[Stored data entries]

Segment Open

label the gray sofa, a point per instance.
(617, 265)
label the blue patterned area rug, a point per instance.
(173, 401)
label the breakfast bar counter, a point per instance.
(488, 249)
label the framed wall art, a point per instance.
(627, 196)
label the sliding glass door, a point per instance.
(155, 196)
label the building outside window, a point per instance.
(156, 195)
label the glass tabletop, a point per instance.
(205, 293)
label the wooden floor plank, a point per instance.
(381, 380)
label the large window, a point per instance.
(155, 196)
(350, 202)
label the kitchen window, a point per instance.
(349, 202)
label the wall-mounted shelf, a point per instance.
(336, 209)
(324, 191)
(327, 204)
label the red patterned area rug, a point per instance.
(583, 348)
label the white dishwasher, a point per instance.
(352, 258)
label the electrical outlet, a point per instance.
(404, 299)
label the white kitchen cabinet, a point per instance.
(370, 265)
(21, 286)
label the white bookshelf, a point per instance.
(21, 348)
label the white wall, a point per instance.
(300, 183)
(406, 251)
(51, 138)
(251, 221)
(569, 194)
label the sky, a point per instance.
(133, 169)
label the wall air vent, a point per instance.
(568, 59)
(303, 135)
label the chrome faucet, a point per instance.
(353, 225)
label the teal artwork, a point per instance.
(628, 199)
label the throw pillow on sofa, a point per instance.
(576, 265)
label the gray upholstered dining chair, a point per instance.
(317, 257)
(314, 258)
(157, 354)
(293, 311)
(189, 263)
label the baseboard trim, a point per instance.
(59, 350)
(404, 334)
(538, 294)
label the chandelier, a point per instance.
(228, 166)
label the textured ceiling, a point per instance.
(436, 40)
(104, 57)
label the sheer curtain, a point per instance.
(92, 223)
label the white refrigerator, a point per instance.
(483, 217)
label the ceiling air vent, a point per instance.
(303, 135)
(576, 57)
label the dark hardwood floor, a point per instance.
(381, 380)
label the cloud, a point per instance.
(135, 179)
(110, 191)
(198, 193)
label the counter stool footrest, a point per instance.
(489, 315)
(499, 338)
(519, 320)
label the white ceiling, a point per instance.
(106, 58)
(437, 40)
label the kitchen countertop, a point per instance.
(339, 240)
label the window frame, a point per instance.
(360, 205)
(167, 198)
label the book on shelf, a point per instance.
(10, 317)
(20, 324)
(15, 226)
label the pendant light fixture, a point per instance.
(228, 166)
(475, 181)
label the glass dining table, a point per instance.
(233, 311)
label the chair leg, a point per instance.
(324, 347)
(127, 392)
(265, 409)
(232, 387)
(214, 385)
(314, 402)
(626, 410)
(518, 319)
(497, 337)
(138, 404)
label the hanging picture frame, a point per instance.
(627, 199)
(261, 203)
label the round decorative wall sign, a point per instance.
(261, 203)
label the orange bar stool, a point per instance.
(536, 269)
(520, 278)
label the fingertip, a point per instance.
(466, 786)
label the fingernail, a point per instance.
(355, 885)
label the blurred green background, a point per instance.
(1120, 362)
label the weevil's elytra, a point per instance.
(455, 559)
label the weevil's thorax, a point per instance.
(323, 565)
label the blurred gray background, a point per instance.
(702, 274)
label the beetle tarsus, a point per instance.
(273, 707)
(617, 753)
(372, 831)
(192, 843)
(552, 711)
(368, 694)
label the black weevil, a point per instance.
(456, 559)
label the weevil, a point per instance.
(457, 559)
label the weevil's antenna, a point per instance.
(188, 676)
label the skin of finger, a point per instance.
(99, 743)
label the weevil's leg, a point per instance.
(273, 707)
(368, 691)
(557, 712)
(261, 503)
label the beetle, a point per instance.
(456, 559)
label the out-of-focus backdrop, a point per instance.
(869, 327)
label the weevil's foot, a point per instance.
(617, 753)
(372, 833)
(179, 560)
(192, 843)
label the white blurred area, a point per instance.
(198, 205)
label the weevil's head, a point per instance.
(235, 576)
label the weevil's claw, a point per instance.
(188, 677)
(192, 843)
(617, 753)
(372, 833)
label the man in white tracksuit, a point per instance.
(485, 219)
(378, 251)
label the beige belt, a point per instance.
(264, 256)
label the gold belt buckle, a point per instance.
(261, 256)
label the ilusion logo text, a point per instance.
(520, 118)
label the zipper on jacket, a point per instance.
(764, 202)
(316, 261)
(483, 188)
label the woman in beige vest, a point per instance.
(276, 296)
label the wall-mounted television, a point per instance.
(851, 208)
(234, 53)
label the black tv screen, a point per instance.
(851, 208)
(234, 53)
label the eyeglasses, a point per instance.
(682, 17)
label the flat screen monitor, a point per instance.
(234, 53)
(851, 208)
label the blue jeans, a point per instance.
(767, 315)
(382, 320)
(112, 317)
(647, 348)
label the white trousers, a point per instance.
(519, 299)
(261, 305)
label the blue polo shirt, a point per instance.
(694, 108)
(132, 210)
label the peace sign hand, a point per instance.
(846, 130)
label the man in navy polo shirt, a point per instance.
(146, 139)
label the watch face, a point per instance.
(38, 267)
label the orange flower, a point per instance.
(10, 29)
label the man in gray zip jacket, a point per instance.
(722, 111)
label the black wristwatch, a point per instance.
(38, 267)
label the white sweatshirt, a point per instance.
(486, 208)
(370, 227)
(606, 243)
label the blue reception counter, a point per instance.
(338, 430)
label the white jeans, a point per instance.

Segment Closed

The line containing "label the wall-mounted television, a" and every line after it, through the end of the records, should be repeated exactly and alone.

label the wall-mounted television, a point per instance.
(851, 208)
(234, 53)
label the black tv screen, a point per instance.
(851, 208)
(234, 53)
label the eyeglasses, a point per instance.
(682, 17)
label the flat screen monitor, a point per instance.
(234, 53)
(851, 208)
label the blue jeans, a point per instance.
(767, 315)
(382, 320)
(112, 317)
(647, 348)
label the white trousers, a point per instance.
(519, 299)
(261, 305)
label the blue polo shirt, a point per instance.
(694, 108)
(132, 210)
label the peace sign hand, a point per instance.
(846, 130)
label the man in navy polo shirt, a point per instance.
(146, 139)
label the watch face, a point per instance.
(38, 267)
label the orange flower, a point per instance.
(10, 29)
label the man in gray zip jacket, a point per instance.
(722, 111)
label the black wristwatch, a point per instance.
(38, 267)
label the white sweatshirt, a point per instance.
(486, 208)
(370, 227)
(606, 243)
label the blue reception counter, a point per instance.
(338, 430)
label the white jeans, a point per instance.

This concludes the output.